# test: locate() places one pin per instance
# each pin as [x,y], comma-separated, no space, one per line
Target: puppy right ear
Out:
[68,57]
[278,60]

= = = = =

## Given task
Copy the lines above character for character.

## Exercise result
# test: locate() places one pin per instance
# each pin as [x,y], comma-separated, no space, one per line
Target: puppy right ear
Out:
[68,57]
[278,60]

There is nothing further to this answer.